* **PROBLEM TO WORK ON**
In the data below, find the line containing "white cloud, with integer pixel coordinates.", then set down that line and every later line up to and including the line containing "Query: green lawn", exactly.

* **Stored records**
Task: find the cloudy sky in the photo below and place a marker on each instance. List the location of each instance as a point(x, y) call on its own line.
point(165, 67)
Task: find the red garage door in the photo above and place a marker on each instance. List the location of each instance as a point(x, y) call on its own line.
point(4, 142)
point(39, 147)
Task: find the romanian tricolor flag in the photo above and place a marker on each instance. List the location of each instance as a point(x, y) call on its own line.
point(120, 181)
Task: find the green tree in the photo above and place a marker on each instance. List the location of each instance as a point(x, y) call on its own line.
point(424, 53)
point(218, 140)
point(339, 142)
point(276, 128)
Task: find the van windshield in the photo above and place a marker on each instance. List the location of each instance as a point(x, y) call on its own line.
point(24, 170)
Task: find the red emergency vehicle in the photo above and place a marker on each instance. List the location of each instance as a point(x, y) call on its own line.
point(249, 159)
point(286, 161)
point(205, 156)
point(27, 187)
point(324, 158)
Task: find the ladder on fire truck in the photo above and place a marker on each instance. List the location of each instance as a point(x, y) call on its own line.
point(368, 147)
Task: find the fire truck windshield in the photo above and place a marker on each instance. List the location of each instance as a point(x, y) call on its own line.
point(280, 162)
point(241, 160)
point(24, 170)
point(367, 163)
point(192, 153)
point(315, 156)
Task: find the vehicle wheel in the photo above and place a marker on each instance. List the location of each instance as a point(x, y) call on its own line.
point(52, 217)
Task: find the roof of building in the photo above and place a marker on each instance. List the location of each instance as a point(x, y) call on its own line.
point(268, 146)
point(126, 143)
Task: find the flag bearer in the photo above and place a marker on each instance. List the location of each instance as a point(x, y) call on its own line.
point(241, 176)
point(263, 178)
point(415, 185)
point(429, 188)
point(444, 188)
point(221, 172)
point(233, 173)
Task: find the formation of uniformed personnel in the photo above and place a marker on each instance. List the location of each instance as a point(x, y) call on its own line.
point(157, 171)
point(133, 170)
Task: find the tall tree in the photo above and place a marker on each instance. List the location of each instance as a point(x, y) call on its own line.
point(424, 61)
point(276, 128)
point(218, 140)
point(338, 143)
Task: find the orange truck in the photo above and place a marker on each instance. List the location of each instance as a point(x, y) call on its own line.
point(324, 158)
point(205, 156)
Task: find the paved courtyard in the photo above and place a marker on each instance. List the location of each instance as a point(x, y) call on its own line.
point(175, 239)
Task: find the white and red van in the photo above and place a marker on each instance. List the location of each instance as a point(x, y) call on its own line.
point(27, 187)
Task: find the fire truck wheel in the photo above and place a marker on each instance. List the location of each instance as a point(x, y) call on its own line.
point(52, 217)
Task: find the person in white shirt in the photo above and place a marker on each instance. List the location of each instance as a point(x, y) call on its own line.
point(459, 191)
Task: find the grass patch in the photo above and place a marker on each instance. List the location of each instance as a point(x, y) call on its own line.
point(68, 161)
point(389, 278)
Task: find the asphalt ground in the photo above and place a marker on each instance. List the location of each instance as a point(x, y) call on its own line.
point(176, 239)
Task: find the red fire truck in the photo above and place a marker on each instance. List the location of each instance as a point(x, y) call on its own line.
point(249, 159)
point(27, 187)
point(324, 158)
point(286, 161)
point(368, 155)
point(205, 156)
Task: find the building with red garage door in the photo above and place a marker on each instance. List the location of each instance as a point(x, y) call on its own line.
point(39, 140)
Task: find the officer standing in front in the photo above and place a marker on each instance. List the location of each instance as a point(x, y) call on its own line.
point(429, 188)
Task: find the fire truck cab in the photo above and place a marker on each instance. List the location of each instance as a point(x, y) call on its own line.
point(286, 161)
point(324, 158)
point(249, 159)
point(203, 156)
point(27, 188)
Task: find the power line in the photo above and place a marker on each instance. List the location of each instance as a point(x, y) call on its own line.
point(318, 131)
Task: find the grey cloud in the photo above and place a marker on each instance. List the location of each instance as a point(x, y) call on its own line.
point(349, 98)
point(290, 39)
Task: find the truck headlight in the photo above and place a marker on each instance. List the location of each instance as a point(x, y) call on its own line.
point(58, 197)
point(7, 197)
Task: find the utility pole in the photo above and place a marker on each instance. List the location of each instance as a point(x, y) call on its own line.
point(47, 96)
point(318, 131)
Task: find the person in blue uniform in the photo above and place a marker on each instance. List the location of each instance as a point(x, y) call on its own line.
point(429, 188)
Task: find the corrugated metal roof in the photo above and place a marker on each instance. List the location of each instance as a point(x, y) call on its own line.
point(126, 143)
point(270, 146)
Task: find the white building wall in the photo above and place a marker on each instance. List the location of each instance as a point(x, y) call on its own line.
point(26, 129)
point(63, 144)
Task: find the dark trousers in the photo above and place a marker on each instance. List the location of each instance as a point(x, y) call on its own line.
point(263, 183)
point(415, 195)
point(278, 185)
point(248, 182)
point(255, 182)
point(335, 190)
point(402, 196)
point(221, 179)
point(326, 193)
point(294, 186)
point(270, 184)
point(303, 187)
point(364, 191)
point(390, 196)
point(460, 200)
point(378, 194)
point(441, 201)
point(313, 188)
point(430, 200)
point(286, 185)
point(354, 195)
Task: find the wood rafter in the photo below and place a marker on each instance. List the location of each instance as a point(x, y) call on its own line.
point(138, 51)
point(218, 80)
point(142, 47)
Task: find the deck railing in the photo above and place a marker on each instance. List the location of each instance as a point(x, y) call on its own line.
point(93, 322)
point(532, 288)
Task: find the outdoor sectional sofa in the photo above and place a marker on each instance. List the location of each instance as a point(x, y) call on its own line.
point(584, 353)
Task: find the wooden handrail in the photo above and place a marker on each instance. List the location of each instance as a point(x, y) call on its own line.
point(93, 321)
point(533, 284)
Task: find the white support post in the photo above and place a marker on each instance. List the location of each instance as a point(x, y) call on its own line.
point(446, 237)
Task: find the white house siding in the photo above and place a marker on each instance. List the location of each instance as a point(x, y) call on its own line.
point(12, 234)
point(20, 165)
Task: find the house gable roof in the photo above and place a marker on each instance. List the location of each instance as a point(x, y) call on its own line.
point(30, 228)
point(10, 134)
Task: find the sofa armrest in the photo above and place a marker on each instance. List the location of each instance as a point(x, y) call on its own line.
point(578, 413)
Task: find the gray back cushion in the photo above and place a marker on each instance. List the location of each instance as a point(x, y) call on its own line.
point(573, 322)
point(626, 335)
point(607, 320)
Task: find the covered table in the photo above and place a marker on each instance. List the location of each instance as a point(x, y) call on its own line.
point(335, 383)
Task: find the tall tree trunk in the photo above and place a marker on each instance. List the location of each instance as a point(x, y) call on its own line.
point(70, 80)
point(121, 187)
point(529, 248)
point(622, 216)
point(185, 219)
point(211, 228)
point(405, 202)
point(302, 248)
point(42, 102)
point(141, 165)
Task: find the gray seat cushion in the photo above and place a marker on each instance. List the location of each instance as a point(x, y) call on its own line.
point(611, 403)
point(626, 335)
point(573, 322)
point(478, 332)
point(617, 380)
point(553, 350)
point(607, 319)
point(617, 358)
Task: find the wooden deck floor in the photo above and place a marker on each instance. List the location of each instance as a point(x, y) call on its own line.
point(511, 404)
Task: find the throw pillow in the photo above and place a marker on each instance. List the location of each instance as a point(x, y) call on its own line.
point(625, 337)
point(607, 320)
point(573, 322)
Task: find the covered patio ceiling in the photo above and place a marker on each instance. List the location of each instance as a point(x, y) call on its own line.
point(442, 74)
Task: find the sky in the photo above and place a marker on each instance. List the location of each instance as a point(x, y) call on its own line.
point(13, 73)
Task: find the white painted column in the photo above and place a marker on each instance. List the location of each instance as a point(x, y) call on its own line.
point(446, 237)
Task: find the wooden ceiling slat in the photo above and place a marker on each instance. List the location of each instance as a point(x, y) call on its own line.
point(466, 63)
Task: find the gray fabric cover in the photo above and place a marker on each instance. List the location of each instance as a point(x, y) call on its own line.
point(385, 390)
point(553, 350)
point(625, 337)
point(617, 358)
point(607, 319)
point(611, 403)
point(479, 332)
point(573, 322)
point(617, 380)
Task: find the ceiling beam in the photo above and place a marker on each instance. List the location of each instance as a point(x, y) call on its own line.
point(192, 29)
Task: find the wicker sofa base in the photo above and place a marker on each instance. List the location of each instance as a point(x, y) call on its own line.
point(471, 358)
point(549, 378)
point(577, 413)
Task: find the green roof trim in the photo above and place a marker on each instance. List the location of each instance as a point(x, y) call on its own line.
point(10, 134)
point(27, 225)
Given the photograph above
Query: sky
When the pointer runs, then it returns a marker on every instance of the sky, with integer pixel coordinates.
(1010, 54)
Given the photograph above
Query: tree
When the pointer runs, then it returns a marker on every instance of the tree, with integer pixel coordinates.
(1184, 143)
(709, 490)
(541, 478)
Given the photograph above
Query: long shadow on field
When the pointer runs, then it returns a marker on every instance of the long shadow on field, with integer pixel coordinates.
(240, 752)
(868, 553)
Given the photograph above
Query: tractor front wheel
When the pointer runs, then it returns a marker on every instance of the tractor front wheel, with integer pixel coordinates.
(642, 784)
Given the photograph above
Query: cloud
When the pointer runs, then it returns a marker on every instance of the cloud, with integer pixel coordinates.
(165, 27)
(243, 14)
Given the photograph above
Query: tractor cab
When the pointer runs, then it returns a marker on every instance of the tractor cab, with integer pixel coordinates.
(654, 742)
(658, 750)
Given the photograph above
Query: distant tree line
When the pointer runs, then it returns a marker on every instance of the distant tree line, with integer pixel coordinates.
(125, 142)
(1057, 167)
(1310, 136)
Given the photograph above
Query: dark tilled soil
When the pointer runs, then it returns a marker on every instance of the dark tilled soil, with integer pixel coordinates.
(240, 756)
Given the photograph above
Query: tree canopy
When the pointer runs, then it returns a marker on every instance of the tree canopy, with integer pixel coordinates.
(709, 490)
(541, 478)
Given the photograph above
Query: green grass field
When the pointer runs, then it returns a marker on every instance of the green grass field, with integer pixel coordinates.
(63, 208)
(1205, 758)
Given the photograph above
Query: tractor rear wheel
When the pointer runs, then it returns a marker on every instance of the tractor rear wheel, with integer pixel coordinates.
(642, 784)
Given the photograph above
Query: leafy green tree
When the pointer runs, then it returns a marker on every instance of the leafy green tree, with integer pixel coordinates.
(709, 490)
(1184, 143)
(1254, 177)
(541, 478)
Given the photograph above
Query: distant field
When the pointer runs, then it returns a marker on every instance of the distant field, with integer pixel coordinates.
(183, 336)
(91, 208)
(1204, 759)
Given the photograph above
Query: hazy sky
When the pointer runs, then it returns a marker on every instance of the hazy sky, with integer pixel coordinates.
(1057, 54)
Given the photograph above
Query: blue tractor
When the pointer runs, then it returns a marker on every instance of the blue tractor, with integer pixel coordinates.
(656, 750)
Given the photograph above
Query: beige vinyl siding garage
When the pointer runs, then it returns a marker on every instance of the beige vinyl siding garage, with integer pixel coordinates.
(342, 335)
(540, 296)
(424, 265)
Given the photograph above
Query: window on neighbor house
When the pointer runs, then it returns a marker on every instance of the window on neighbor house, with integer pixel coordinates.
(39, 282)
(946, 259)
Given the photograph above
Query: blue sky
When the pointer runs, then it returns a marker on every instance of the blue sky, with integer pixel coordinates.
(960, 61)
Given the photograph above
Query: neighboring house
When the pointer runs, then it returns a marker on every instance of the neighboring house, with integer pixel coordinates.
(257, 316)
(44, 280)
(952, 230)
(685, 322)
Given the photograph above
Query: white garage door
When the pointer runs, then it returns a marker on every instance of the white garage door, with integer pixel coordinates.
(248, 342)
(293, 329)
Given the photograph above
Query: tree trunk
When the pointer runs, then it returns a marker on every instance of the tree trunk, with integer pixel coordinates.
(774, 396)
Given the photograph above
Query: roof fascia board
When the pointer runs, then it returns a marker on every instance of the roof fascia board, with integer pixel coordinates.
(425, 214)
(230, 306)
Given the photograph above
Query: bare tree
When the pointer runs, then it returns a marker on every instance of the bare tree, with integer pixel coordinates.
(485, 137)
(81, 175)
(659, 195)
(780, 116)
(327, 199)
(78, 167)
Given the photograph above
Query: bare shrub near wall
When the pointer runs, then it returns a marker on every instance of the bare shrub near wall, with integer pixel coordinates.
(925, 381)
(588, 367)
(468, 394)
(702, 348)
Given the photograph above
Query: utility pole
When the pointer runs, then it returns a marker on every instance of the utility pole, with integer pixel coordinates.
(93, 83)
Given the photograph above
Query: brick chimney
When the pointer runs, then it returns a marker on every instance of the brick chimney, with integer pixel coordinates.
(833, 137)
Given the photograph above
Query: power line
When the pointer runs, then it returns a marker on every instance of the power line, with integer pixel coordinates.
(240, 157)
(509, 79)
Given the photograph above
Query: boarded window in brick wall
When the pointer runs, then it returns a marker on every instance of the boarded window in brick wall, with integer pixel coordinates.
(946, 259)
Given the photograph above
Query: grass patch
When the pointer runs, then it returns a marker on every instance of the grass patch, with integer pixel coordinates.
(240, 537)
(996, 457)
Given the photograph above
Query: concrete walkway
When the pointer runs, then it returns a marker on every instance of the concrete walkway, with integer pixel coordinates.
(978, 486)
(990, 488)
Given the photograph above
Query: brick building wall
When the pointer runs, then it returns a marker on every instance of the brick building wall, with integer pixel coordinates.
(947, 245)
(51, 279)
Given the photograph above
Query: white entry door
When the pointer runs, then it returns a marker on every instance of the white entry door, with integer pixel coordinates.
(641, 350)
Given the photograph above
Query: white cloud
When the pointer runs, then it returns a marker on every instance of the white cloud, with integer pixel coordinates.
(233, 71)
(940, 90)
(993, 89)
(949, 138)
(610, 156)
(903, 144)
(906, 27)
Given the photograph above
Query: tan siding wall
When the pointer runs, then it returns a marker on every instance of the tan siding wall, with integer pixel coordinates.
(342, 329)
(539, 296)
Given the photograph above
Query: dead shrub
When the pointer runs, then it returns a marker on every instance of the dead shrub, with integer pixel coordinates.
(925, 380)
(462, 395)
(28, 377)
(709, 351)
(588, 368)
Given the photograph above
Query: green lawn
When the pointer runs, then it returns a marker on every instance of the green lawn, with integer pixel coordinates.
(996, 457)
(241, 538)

* **RESULT OF THE EXERCISE**
When the pointer runs, then it returns a marker on every instance of the white cloud, with integer pixel coordinates.
(233, 71)
(940, 90)
(993, 89)
(949, 138)
(610, 156)
(903, 144)
(906, 27)
Given the photograph above
Query: tan siding wall
When the pointer runs, then it returns a marker on every instance of the tan siding wall, with integer pixel coordinates.
(342, 329)
(539, 296)
Given the photograph above
Query: dead shrub
When the pointer runs, then it returns a marker on every instance of the dead shrub, with integer pixel coordinates.
(925, 380)
(462, 395)
(28, 377)
(709, 351)
(588, 368)
Given the photograph above
Query: green lawn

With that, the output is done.